Tugas yang Dikerjakan — Bisakah Anda mengetik ulang bagian kutipan tentang Awi di bawah, dari "Thursday, January 20, 2022" sampai "alasan dia datang?", tanpa mengubah satu kata pun?

Thursday, January 20, 2022

Kirim Awi ke Vihara.


 

Tahun 1988. Ketika saya akan masuk ke kamar kerja Ago, di ruang tunggu ada pria berpakaian kumuh duduk. Wajahnya nampak lesu. Awalnya saya biasa saja. Namun empat kali saya datang, selalu nampak dia duduk berpakain kumuh di ruang tunggu. 


“ Biasanya sebelum jam kantor tutup, dia  sudah pergi. Biarkan saja. “ Kata Ago ketika saya tanya prihal pria yang selalu duduk di ruang tunggu.


“ Tentu ada alasan dia datang?


“ Dia baru keluar dari penjara. Dia minta kerjaan. Saya males bantu dia. Tetapi gimanapun dia teman. Biarkan saja.”


“ Ya terus teranglah kepada dia. Bahwa kamu tidak bisa bantu.”


“ Saya sudah katakan tidak ada lowongan. Tetapi dia terus datang. Biasa saja. Dia datang hanya minta uang kecil. Terserah dia saja.” Kata teman.


Ketika saya keluar ruangan teman, saya melirik pria itu masih duduk. Dia tersenyum. Berdiri menghampiri saya. “ Maaf, kamu temannya Ago? 


“Ya. “ 


“Saya Awi. “ katanya perkenalkan diri. “ Gini, saya ada proposal. Tetapi Ago tidak pernah baca. Apa kamu bisa baca proposal ini. .Tolong sampaikan maksud saya. Saya udah malu datang terus. Apalagi dia anggap saya berharap uang kecil. Tolong lah.” katanya berharap. Saya bisa merasakan suasana hatinya. Dia baru keluar dari penjara. Tentu tidak mudah dapatkan bisnis apalagi kerjaan. Saya mengangguk. Dia senang.

Blok Data —
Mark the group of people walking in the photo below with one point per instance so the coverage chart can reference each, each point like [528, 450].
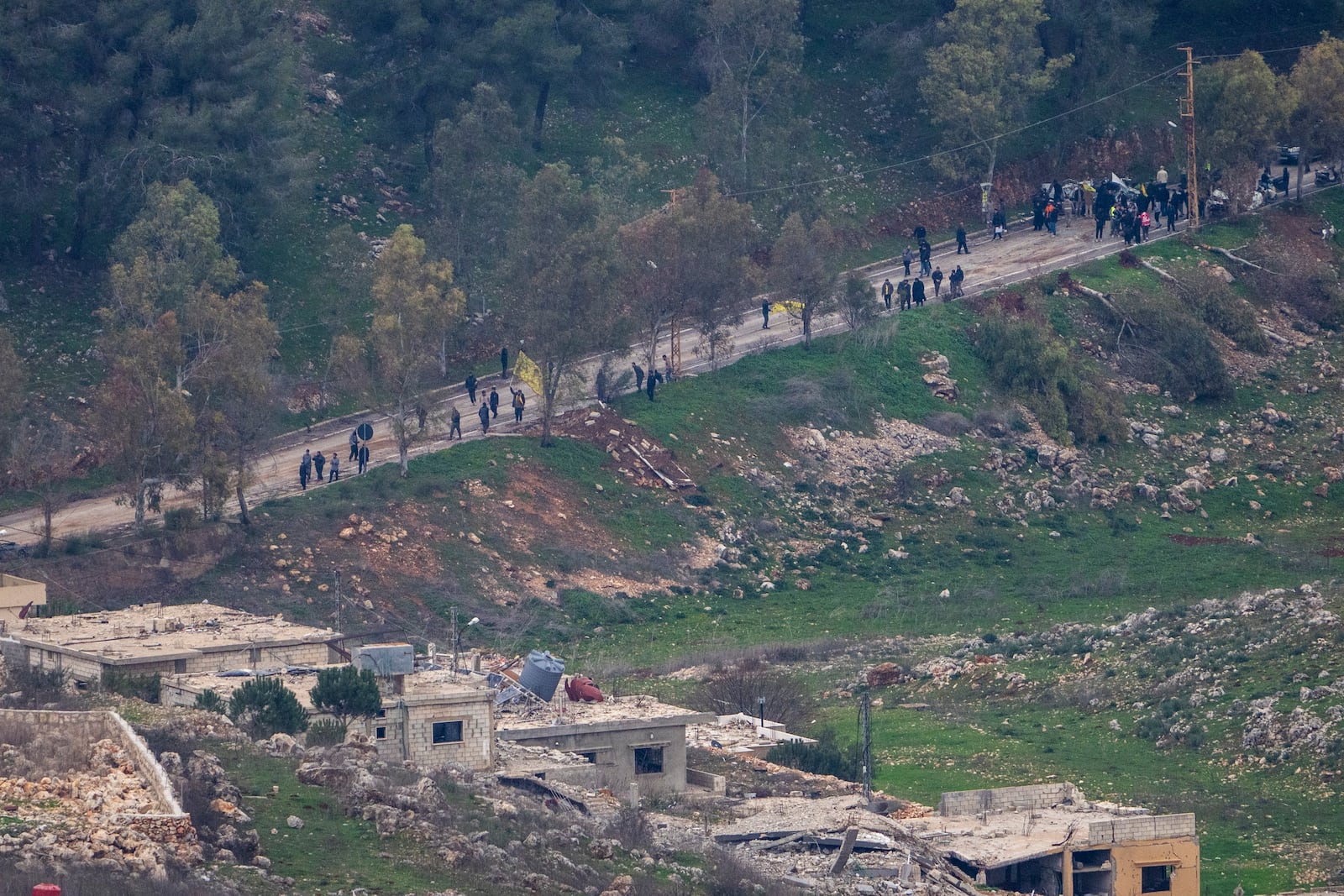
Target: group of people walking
[322, 468]
[911, 293]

Hasil —
Thursday, January 20, 2022

Kirim Awi ke Vihara.


 

Tahun 1988. Ketika saya akan masuk ke kamar kerja Ago, di ruang tunggu ada pria berpakaian kumuh duduk. Wajahnya nampak lesu. Awalnya saya biasa saja. Namun empat kali saya datang, selalu nampak dia duduk berpakain kumuh di ruang tunggu. 


“ Biasanya sebelum jam kantor tutup, dia  sudah pergi. Biarkan saja. “ Kata Ago ketika saya tanya prihal pria yang selalu duduk di ruang tunggu.


“ Tentu ada alasan dia datang?